• Your objective: In the post on tech policy, begin at the words "Policymakers respond to" and stop after "inherently global reach.", swapping "YouTube" for "MySpace".

• Source:
==*==
I just returned from a tech policy conference. It was off the record so I can’t tell you about what was said. But I can tell you that it got me thinking about what happens when a tech startup appears on policymakers’ radar screens.

Policymakers respond to what they see. Generally they don’t see startups, so startup products can do whatever makes sense from a technical and customer relations standpoint. Startups talk to lawyers, they try to avoid doing anything too risky, but they don’t spend their time trying to please policymakers.

But if a startup has enough success and attracts enough users, policymakers suddenly notice it and everything changes. To give just one example, YouTube is now on the radar screen and is facing takedown requests from national authorites in places like Thailand. (Thai authorities demanded takedown of an unflattering video about their king.) The cost of being on the policy radar screen can be high for online companies that have inherently global reach.
==*==
• Entries provided:
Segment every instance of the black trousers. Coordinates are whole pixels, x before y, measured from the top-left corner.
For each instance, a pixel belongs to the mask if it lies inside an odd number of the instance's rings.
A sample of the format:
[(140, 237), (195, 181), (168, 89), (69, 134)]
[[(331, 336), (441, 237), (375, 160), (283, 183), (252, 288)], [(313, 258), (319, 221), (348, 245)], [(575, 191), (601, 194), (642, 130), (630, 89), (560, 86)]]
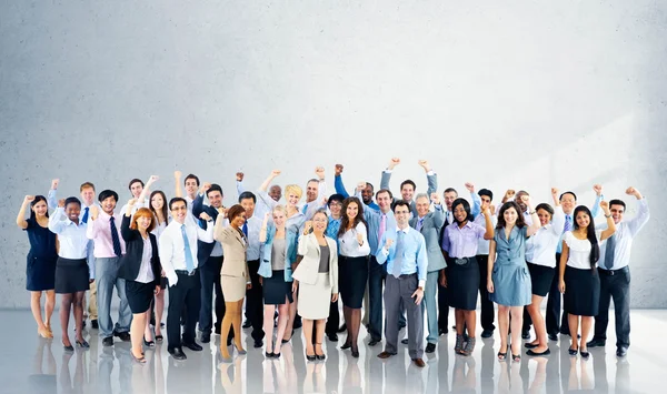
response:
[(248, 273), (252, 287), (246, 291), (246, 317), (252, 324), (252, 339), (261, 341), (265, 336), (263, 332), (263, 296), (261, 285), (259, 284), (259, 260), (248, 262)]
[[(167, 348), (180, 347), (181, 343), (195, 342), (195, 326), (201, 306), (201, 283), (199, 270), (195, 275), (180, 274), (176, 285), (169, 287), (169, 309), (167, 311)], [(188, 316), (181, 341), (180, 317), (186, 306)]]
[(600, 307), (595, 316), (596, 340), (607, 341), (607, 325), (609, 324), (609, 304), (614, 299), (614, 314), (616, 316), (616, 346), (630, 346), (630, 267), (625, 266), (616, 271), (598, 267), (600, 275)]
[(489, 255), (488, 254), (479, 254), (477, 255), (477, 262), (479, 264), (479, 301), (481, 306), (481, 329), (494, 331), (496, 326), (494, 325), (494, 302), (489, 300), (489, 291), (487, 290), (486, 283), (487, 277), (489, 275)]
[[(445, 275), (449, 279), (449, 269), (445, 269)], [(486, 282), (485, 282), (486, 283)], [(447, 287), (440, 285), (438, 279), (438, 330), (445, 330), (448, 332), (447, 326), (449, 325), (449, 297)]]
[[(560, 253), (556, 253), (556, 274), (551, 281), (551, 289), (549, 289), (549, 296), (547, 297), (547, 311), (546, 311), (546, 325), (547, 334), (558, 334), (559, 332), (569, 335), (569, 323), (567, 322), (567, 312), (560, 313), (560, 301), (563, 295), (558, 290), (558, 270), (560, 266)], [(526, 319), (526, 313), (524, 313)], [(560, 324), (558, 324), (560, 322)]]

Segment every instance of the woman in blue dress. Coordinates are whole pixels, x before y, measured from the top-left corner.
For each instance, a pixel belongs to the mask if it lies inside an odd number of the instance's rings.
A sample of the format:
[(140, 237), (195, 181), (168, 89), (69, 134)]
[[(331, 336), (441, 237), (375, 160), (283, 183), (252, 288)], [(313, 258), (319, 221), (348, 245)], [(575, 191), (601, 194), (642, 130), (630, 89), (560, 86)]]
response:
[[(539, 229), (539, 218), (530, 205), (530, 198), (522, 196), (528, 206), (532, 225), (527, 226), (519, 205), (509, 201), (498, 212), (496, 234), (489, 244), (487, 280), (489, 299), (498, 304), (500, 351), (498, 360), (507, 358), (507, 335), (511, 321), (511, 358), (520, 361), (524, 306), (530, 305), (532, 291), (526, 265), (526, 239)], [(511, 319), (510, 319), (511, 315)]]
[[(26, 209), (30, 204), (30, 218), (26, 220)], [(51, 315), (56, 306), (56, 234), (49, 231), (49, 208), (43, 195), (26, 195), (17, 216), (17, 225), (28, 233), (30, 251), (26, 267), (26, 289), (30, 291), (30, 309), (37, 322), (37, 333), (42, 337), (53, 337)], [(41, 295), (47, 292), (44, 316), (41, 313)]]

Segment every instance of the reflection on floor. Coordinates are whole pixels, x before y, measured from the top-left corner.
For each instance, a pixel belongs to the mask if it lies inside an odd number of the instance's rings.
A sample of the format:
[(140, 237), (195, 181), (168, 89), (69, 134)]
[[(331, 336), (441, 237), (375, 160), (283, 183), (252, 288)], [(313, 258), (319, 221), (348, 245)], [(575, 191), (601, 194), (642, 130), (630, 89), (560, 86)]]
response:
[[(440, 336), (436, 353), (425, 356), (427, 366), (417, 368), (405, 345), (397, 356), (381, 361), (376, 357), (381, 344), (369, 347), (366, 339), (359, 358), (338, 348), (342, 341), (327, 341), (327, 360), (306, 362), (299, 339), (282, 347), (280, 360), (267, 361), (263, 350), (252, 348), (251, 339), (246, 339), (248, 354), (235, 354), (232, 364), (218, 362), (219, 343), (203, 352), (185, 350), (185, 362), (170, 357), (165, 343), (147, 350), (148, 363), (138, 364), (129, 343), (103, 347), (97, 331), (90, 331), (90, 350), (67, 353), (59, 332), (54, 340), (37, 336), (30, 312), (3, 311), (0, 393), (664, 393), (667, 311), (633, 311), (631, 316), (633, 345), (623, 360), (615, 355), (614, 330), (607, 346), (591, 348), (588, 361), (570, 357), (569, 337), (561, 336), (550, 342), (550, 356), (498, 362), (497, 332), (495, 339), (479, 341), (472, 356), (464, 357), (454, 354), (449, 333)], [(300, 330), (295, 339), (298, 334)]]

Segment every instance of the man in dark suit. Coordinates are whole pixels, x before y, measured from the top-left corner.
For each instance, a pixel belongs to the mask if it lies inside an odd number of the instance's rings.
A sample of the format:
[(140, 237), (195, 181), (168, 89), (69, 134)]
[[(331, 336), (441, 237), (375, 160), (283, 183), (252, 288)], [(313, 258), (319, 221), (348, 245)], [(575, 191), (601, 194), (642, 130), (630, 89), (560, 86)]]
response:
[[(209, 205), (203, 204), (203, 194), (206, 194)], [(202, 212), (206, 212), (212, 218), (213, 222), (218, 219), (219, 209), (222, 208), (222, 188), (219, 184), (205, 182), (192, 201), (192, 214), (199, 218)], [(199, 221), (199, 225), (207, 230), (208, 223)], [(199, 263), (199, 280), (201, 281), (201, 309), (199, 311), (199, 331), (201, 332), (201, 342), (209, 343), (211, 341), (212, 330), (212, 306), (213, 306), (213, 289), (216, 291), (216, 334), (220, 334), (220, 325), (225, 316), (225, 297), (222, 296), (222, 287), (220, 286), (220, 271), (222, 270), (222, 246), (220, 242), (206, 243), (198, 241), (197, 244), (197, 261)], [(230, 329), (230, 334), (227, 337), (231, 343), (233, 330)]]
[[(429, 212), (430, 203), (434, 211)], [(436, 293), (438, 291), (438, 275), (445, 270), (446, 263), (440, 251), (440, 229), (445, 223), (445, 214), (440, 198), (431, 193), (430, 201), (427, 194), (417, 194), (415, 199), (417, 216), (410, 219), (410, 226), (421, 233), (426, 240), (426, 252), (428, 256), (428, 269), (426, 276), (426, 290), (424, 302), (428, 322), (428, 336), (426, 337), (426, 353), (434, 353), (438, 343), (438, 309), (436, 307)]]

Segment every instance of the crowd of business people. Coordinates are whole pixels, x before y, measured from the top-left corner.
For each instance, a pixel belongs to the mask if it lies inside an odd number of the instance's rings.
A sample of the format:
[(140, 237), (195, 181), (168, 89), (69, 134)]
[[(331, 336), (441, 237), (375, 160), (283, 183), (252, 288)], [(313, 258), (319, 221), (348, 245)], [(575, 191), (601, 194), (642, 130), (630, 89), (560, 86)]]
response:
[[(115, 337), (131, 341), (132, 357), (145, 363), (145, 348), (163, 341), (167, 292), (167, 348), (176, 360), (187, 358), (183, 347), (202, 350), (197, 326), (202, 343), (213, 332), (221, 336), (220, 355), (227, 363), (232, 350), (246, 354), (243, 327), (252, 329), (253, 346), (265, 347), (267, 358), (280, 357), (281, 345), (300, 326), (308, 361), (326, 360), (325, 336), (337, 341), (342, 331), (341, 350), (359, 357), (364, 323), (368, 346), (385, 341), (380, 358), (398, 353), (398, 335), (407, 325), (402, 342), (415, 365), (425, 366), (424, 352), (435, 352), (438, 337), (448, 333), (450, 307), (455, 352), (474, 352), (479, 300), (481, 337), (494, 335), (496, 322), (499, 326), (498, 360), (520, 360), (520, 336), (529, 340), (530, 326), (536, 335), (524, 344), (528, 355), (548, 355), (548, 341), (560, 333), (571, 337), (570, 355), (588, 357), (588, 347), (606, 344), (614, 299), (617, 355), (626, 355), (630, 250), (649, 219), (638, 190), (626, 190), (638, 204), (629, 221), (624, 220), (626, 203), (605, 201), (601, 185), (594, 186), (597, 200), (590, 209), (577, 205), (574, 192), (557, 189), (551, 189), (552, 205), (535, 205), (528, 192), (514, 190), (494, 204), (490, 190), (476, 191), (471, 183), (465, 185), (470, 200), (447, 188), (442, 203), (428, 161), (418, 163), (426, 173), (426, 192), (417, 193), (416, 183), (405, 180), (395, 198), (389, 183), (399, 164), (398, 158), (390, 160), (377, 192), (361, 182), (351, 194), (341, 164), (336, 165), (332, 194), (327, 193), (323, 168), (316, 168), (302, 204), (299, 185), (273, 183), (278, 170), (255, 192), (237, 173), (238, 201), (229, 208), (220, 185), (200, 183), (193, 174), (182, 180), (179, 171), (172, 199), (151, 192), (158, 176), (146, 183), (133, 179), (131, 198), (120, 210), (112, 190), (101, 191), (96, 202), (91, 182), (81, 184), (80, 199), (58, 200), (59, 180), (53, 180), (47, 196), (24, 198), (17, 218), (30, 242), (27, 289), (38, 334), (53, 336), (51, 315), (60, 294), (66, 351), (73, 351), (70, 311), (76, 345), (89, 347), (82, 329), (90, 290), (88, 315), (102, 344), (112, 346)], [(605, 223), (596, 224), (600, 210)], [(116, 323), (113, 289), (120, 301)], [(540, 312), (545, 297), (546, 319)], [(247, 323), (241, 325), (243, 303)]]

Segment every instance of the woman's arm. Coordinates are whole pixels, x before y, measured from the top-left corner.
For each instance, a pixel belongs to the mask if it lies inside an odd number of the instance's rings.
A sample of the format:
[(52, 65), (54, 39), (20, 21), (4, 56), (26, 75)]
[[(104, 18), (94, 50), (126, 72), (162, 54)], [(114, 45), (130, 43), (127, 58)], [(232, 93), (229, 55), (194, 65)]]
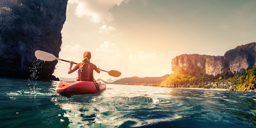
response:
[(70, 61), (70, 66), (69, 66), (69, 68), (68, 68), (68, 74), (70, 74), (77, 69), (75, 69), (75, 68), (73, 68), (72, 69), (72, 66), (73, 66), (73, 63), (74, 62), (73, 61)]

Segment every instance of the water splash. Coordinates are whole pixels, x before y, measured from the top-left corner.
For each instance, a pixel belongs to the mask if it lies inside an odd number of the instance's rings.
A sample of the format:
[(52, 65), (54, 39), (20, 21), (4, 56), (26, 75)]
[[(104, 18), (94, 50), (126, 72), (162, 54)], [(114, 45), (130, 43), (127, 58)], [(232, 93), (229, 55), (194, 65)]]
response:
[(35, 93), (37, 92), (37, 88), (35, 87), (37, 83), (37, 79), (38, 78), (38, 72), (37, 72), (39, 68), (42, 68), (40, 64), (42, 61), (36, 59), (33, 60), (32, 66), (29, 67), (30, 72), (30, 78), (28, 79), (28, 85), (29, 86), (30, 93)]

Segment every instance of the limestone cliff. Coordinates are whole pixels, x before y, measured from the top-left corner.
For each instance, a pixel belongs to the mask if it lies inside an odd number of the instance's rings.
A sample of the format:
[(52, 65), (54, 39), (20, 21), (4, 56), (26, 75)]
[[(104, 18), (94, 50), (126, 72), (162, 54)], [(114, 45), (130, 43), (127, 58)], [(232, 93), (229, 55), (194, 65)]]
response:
==*==
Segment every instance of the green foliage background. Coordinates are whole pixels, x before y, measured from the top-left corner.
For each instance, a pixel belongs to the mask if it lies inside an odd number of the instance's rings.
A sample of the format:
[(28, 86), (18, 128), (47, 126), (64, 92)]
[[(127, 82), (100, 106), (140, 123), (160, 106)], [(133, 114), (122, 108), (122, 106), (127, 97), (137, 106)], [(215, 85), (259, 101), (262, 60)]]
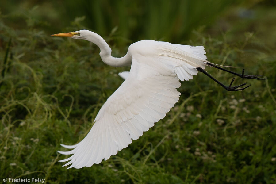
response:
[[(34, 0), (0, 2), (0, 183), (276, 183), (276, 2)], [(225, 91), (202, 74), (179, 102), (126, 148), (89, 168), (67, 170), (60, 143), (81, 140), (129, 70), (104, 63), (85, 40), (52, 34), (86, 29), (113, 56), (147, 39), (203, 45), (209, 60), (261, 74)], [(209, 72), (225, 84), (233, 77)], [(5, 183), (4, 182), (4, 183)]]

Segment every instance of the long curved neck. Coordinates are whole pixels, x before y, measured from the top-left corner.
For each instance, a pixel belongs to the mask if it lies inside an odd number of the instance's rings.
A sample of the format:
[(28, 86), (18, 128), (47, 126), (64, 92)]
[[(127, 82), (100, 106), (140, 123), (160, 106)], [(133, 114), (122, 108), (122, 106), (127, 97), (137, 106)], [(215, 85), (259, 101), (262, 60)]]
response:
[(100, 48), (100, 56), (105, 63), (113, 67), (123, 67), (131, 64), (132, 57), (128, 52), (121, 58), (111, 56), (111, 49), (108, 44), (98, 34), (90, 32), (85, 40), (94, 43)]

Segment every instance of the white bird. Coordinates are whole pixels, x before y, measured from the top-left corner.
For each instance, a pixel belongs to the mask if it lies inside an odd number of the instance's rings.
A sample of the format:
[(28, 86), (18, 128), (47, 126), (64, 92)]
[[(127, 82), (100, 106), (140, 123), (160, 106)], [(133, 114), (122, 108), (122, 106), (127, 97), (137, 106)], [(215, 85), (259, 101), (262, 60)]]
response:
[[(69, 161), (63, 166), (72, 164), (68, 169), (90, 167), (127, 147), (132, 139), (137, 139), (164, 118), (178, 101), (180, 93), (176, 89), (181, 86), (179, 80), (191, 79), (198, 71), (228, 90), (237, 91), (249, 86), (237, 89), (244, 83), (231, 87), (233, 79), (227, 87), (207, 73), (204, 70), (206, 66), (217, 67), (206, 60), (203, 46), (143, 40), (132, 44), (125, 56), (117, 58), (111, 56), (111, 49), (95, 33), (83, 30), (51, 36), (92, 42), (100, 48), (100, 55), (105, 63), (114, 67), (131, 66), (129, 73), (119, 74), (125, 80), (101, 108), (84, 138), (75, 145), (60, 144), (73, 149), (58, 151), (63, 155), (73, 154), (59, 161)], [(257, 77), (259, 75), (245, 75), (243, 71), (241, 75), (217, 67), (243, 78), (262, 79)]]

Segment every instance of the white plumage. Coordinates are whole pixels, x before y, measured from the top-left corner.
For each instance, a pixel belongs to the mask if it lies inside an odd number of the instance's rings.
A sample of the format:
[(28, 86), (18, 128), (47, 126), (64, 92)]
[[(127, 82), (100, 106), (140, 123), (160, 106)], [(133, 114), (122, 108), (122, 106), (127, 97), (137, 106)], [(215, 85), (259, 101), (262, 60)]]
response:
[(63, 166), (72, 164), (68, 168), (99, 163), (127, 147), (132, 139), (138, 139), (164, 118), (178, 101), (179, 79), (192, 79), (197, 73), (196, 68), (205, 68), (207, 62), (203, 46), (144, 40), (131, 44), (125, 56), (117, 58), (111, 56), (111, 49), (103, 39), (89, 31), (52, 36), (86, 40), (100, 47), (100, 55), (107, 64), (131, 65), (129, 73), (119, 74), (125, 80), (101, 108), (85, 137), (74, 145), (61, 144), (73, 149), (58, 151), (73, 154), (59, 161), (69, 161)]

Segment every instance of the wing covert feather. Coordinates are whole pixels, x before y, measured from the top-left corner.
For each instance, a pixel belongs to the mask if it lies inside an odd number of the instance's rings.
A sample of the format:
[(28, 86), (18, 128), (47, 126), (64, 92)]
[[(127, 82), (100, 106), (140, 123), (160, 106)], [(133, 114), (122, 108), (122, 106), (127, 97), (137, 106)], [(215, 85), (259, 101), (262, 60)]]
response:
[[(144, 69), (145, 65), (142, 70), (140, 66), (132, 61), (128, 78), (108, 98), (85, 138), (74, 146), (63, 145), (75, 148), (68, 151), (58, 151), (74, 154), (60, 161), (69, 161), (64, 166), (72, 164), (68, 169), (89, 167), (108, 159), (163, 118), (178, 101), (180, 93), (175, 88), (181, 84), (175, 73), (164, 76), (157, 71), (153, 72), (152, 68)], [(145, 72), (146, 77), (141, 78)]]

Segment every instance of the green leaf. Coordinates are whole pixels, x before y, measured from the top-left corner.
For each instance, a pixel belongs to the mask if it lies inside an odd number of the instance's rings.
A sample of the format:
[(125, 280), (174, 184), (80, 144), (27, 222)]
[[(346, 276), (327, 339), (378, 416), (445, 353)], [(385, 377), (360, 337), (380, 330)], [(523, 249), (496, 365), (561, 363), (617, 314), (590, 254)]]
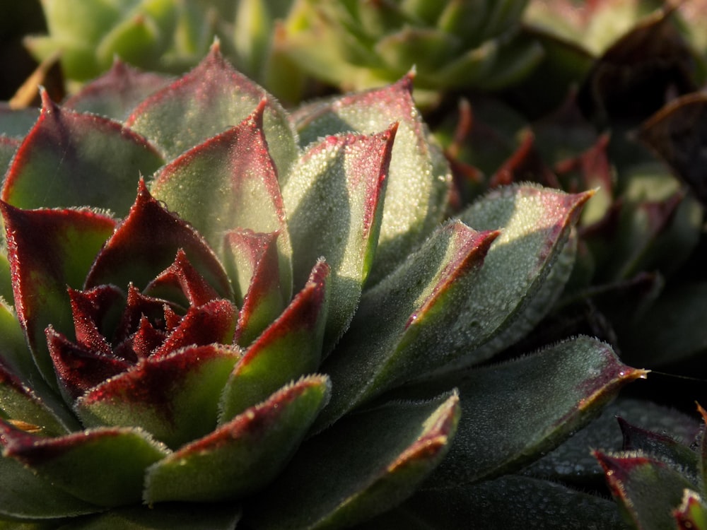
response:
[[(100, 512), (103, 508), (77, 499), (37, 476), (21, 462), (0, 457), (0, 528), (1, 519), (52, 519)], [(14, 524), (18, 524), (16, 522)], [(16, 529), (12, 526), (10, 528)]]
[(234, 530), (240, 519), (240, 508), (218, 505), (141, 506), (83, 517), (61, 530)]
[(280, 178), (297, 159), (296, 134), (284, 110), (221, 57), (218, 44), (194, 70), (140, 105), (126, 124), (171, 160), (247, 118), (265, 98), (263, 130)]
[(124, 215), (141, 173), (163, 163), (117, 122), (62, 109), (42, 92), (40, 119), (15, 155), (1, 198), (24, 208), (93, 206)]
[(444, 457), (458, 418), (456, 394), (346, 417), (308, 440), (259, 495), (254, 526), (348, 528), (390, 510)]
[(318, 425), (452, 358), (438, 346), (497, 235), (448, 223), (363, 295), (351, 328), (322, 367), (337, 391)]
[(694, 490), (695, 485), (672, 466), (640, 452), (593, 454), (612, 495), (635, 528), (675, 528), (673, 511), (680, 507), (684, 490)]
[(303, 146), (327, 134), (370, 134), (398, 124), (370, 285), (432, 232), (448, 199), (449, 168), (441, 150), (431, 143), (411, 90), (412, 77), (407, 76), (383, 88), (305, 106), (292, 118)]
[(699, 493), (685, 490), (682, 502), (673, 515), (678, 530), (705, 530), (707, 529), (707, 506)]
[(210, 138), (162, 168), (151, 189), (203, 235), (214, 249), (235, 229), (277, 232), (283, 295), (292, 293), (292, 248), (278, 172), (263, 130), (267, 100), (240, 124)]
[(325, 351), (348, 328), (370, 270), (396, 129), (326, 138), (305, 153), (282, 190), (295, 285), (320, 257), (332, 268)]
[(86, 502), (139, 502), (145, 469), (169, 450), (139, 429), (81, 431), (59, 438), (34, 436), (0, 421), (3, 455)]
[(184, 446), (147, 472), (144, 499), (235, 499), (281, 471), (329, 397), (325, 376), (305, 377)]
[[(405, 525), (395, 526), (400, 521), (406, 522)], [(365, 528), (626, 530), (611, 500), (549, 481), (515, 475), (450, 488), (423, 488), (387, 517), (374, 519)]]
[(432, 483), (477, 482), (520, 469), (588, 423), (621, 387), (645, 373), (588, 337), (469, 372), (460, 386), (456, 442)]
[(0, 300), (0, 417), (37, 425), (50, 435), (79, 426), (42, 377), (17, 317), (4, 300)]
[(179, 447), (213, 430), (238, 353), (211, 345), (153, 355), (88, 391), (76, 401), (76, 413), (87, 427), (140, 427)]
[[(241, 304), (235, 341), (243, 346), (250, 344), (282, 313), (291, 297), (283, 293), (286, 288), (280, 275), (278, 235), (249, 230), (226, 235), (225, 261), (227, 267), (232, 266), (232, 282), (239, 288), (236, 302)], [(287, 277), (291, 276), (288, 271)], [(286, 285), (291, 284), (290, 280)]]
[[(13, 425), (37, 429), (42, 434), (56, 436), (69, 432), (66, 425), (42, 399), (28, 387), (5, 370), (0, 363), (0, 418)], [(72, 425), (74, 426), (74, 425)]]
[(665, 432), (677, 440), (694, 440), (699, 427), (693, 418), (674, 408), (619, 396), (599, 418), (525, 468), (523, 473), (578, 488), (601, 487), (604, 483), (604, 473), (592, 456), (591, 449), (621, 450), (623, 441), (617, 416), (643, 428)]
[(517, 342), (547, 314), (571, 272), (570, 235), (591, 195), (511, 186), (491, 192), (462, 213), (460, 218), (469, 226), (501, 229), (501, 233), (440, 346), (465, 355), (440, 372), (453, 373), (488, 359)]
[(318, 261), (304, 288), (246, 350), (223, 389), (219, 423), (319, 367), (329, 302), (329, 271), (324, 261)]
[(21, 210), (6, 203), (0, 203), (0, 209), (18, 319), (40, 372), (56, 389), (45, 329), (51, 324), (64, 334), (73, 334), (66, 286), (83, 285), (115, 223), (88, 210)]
==*==
• Response to this exercise:
Policymakers respond to what they see. Generally they don’t see startups, so startup products can do whatever makes sense from a technical and customer relations standpoint. Startups talk to lawyers, they try to avoid doing anything too risky, but they don’t spend their time trying to please policymakers.

But if a startup has enough success and attracts enough users, policymakers suddenly notice it and everything changes. To give just one example, MySpace is now on the radar screen and is facing takedown requests from national authorites in places like Thailand. (Thai authorities demanded takedown of an unflattering video about their king.) The cost of being on the policy radar screen can be high for online companies that have inherently global reach.